Exercise aim
Leave out the pictures and copy each record below exactly.

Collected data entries
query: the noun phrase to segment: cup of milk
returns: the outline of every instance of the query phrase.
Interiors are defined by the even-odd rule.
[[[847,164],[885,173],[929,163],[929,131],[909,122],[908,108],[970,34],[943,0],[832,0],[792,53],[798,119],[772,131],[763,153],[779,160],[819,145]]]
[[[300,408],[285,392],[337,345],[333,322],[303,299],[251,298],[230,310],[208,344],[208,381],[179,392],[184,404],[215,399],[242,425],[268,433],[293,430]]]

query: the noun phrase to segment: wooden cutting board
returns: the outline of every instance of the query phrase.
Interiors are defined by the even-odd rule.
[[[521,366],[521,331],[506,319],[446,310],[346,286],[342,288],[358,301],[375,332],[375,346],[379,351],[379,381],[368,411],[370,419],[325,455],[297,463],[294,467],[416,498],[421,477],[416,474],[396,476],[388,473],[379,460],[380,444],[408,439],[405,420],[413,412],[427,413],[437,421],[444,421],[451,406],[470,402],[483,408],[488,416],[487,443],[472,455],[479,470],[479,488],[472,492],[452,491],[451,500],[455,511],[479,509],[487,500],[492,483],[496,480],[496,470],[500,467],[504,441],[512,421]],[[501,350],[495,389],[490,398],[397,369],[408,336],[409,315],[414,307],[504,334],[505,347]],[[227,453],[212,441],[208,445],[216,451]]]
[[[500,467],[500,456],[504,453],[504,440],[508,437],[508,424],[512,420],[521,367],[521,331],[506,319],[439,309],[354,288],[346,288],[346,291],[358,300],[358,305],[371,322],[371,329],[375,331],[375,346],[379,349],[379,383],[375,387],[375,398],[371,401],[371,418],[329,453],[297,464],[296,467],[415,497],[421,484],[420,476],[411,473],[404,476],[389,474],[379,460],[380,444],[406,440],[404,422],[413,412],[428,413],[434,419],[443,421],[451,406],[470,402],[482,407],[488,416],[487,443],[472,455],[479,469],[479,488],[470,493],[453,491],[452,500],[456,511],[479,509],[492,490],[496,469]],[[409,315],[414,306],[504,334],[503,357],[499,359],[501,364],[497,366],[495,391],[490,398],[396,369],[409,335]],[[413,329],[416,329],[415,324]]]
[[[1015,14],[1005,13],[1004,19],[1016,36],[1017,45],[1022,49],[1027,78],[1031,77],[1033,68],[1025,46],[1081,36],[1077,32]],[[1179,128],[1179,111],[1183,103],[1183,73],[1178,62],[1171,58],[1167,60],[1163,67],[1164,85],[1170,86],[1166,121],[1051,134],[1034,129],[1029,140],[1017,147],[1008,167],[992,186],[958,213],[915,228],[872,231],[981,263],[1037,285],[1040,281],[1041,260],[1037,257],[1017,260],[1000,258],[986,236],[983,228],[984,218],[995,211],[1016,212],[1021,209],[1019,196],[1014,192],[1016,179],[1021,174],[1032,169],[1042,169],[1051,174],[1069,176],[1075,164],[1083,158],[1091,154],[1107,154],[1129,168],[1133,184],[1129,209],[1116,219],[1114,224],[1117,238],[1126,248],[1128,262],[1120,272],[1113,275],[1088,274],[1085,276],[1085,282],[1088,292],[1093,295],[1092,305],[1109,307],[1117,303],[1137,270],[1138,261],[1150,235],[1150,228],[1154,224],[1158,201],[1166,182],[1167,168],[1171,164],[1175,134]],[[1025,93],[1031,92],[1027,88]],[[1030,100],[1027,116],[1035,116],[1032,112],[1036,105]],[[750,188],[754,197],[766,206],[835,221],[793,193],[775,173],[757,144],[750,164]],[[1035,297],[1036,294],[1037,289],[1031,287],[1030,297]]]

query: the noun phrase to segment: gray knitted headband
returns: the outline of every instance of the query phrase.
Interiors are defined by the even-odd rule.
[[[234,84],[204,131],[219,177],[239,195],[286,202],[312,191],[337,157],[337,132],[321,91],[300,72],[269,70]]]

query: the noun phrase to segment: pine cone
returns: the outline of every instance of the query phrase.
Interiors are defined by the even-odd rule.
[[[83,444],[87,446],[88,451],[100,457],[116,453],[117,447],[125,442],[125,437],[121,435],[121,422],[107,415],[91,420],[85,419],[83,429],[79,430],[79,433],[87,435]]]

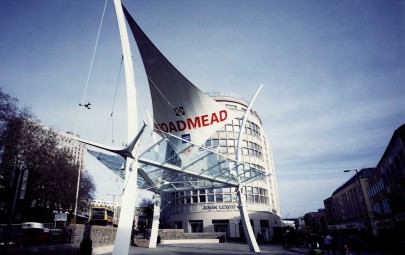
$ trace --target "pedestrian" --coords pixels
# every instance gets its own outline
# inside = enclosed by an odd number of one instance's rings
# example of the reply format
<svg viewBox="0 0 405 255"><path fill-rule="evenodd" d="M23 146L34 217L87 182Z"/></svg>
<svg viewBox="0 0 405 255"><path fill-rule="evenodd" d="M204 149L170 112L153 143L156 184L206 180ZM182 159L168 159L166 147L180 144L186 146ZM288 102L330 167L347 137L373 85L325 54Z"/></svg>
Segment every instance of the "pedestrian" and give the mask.
<svg viewBox="0 0 405 255"><path fill-rule="evenodd" d="M138 246L136 243L136 232L135 232L135 221L132 221L132 229L131 229L131 245Z"/></svg>
<svg viewBox="0 0 405 255"><path fill-rule="evenodd" d="M345 255L352 255L352 253L350 252L349 246L347 246L346 244L344 245L344 249L345 249Z"/></svg>
<svg viewBox="0 0 405 255"><path fill-rule="evenodd" d="M264 241L264 237L263 237L262 233L258 232L257 233L257 244L261 245L263 243L263 241Z"/></svg>
<svg viewBox="0 0 405 255"><path fill-rule="evenodd" d="M353 253L360 255L361 239L357 234L349 235L348 245L353 250Z"/></svg>
<svg viewBox="0 0 405 255"><path fill-rule="evenodd" d="M321 249L319 249L319 243L316 240L311 241L311 249L308 252L308 255L323 255Z"/></svg>
<svg viewBox="0 0 405 255"><path fill-rule="evenodd" d="M331 234L325 236L323 239L323 245L325 250L328 252L327 254L332 254L333 236Z"/></svg>
<svg viewBox="0 0 405 255"><path fill-rule="evenodd" d="M346 245L345 242L343 240L343 237L338 234L333 238L333 247L334 247L334 251L336 250L338 252L338 254L340 255L346 255Z"/></svg>

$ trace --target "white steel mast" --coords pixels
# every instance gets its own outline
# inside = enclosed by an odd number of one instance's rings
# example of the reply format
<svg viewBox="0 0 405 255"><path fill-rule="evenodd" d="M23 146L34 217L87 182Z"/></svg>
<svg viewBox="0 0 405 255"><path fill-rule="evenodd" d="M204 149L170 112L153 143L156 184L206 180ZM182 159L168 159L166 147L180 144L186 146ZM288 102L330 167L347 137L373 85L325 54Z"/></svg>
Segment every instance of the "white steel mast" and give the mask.
<svg viewBox="0 0 405 255"><path fill-rule="evenodd" d="M128 33L125 23L124 12L120 0L113 0L117 15L118 27L121 36L122 54L124 60L125 81L127 88L128 107L128 143L135 137L138 126L137 118L137 96L135 88L135 76L132 65L132 54L129 46ZM136 147L135 149L136 150ZM135 154L135 155L134 155ZM122 207L120 220L117 228L117 235L114 242L113 255L128 254L132 231L132 222L135 211L135 198L137 192L137 155L133 152L135 159L127 158L125 167L124 194L122 196Z"/></svg>

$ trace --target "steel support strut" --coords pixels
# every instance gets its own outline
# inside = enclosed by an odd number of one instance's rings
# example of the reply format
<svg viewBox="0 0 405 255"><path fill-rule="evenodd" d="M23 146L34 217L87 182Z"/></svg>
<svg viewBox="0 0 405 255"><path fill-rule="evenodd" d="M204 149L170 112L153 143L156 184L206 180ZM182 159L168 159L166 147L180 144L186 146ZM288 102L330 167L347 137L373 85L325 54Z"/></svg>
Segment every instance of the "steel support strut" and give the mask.
<svg viewBox="0 0 405 255"><path fill-rule="evenodd" d="M149 239L149 248L156 248L160 219L160 194L155 194L153 201L153 221Z"/></svg>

Exercise result
query: the noun phrase to segment: cup of milk
returns: the outline of every instance of the query phrase.
Interiors are defined by the even-odd rule.
[[[847,164],[885,173],[929,163],[929,131],[909,122],[908,108],[970,34],[943,0],[832,0],[792,53],[798,119],[772,131],[763,153],[779,160],[819,145]]]
[[[300,408],[285,392],[337,345],[333,322],[303,299],[251,298],[230,310],[208,344],[208,381],[179,392],[184,404],[215,399],[242,425],[268,433],[293,430]]]

query: the noun phrase to segment: wooden cutting board
returns: the outline of every instance of the query phrase.
Interiors are defined by the even-odd rule.
[[[521,366],[521,331],[506,319],[446,310],[346,286],[342,288],[358,301],[375,332],[375,346],[379,351],[379,381],[368,411],[370,419],[325,455],[297,463],[294,467],[416,498],[421,477],[416,474],[396,476],[388,473],[379,460],[380,444],[408,439],[405,420],[413,412],[427,413],[437,421],[444,421],[451,406],[470,402],[483,408],[488,416],[487,443],[472,455],[479,470],[479,488],[472,492],[452,491],[451,500],[455,511],[479,509],[487,500],[492,483],[496,480],[496,470],[500,467],[504,441],[512,421]],[[501,350],[495,389],[490,398],[397,369],[408,336],[409,315],[414,307],[504,334],[505,347]],[[227,453],[212,441],[208,445],[216,451]]]
[[[500,467],[500,456],[504,453],[504,440],[508,437],[508,424],[512,420],[521,367],[521,331],[506,319],[439,309],[354,288],[346,288],[346,291],[358,300],[358,305],[371,322],[371,329],[375,331],[375,346],[379,349],[379,383],[375,387],[375,398],[371,401],[371,418],[329,453],[297,464],[296,467],[415,497],[421,484],[420,476],[411,473],[404,476],[389,474],[379,460],[380,444],[406,440],[404,422],[413,412],[428,413],[434,419],[443,421],[451,406],[470,402],[482,407],[488,416],[487,443],[472,455],[479,469],[479,488],[470,493],[453,491],[452,500],[456,511],[479,509],[492,490],[496,469]],[[409,315],[414,306],[504,334],[503,357],[499,359],[501,364],[497,366],[495,391],[490,398],[396,369],[409,335]],[[413,329],[416,329],[415,324]]]
[[[1015,14],[1005,13],[1004,19],[1016,36],[1017,45],[1022,49],[1027,78],[1031,77],[1033,68],[1025,46],[1081,36],[1077,32]],[[1179,128],[1179,111],[1183,103],[1183,73],[1178,62],[1171,58],[1167,60],[1163,67],[1164,85],[1170,86],[1166,121],[1051,134],[1034,129],[1029,140],[1017,147],[1008,167],[992,186],[958,213],[915,228],[872,231],[981,263],[1037,285],[1040,281],[1041,260],[1037,257],[1017,260],[1000,258],[986,236],[983,228],[984,218],[995,211],[1016,212],[1021,209],[1019,196],[1014,192],[1016,179],[1021,174],[1032,169],[1042,169],[1051,174],[1069,176],[1075,164],[1083,158],[1091,154],[1107,154],[1129,168],[1133,184],[1129,209],[1116,219],[1114,224],[1117,238],[1126,248],[1128,262],[1120,272],[1113,275],[1088,274],[1085,276],[1085,282],[1088,292],[1093,295],[1092,305],[1109,307],[1117,303],[1137,270],[1138,261],[1150,235],[1150,228],[1154,224],[1158,201],[1166,182],[1167,168],[1171,164],[1175,134]],[[1025,93],[1031,92],[1027,88]],[[1030,100],[1027,116],[1035,116],[1032,112],[1036,105]],[[750,188],[754,197],[766,206],[835,221],[793,193],[775,173],[757,144],[750,164]],[[1035,297],[1036,294],[1037,289],[1031,287],[1030,297]]]

query: the noun phrase to segment: gray knitted headband
returns: the outline of every instance of the query phrase.
Interiors are defined by the even-odd rule.
[[[234,84],[204,131],[219,177],[239,195],[286,202],[312,191],[337,157],[337,132],[321,91],[300,72],[269,70]]]

query: the noun phrase to segment: pine cone
returns: the outline of every instance of the query phrase.
Interiors are defined by the even-odd rule.
[[[83,444],[87,446],[88,451],[100,457],[116,453],[117,447],[125,442],[125,437],[121,435],[121,422],[107,415],[91,420],[85,419],[83,429],[79,430],[79,433],[87,435]]]

$ trace --target "pedestrian" --coords pixels
# every instance gets its own outline
# inside = enclosed by an odd number of one instance's rings
# example of the reply format
<svg viewBox="0 0 405 255"><path fill-rule="evenodd" d="M23 146L34 217L87 182Z"/></svg>
<svg viewBox="0 0 405 255"><path fill-rule="evenodd" d="M204 149L170 112L153 143L156 184L206 180ZM182 159L168 159L166 147L180 144L186 146ZM288 102L330 167L347 137L373 85L325 54Z"/></svg>
Segment every instance of the "pedestrian" and give the mask.
<svg viewBox="0 0 405 255"><path fill-rule="evenodd" d="M138 246L136 243L136 232L135 232L135 221L132 221L132 229L131 229L131 245Z"/></svg>
<svg viewBox="0 0 405 255"><path fill-rule="evenodd" d="M345 255L352 255L352 253L350 252L349 246L347 246L346 244L344 245L344 249L345 249Z"/></svg>
<svg viewBox="0 0 405 255"><path fill-rule="evenodd" d="M264 241L264 237L263 237L262 233L258 232L257 233L257 244L261 245L263 243L263 241Z"/></svg>
<svg viewBox="0 0 405 255"><path fill-rule="evenodd" d="M353 253L360 255L361 239L357 234L349 235L348 245L353 250Z"/></svg>
<svg viewBox="0 0 405 255"><path fill-rule="evenodd" d="M321 249L319 249L319 243L316 240L311 241L311 249L308 252L308 255L323 255Z"/></svg>
<svg viewBox="0 0 405 255"><path fill-rule="evenodd" d="M331 234L325 236L323 239L323 245L325 250L328 252L327 254L332 254L333 236Z"/></svg>
<svg viewBox="0 0 405 255"><path fill-rule="evenodd" d="M346 245L345 242L343 240L343 237L338 234L333 238L333 247L334 247L334 251L336 250L338 252L338 254L340 255L346 255Z"/></svg>

$ trace --target "white steel mast" --coords pixels
# every instance gets its own outline
# inside = enclosed by an odd number of one instance's rings
# example of the reply format
<svg viewBox="0 0 405 255"><path fill-rule="evenodd" d="M23 146L34 217L87 182Z"/></svg>
<svg viewBox="0 0 405 255"><path fill-rule="evenodd" d="M204 149L170 112L153 143L156 184L206 180ZM182 159L168 159L166 147L180 144L186 146ZM288 102L330 167L347 137L373 85L325 54Z"/></svg>
Segment every instance of the "white steel mast" and give the mask.
<svg viewBox="0 0 405 255"><path fill-rule="evenodd" d="M128 33L125 23L124 12L120 0L113 0L117 15L118 27L121 36L122 54L124 60L125 81L127 88L128 107L128 143L135 137L138 126L137 118L137 96L135 88L135 76L132 65L132 54L129 46ZM136 147L135 149L136 150ZM135 154L135 155L134 155ZM122 207L120 220L117 228L117 235L114 242L113 255L128 254L132 231L132 222L135 211L135 198L137 192L137 155L133 152L135 159L127 158L125 167L124 194L122 196Z"/></svg>

$ trace --target "steel support strut" --coords pixels
# every instance gets its own outline
# inside = enclosed by an odd number of one instance's rings
# example of the reply format
<svg viewBox="0 0 405 255"><path fill-rule="evenodd" d="M23 146L34 217L87 182Z"/></svg>
<svg viewBox="0 0 405 255"><path fill-rule="evenodd" d="M204 149L170 112L153 143L156 184L206 180ZM182 159L168 159L166 147L180 144L186 146ZM288 102L330 167L347 137L373 85L325 54Z"/></svg>
Segment every instance of the "steel support strut" and give the mask.
<svg viewBox="0 0 405 255"><path fill-rule="evenodd" d="M149 239L149 248L156 248L160 219L160 194L155 194L153 201L153 221Z"/></svg>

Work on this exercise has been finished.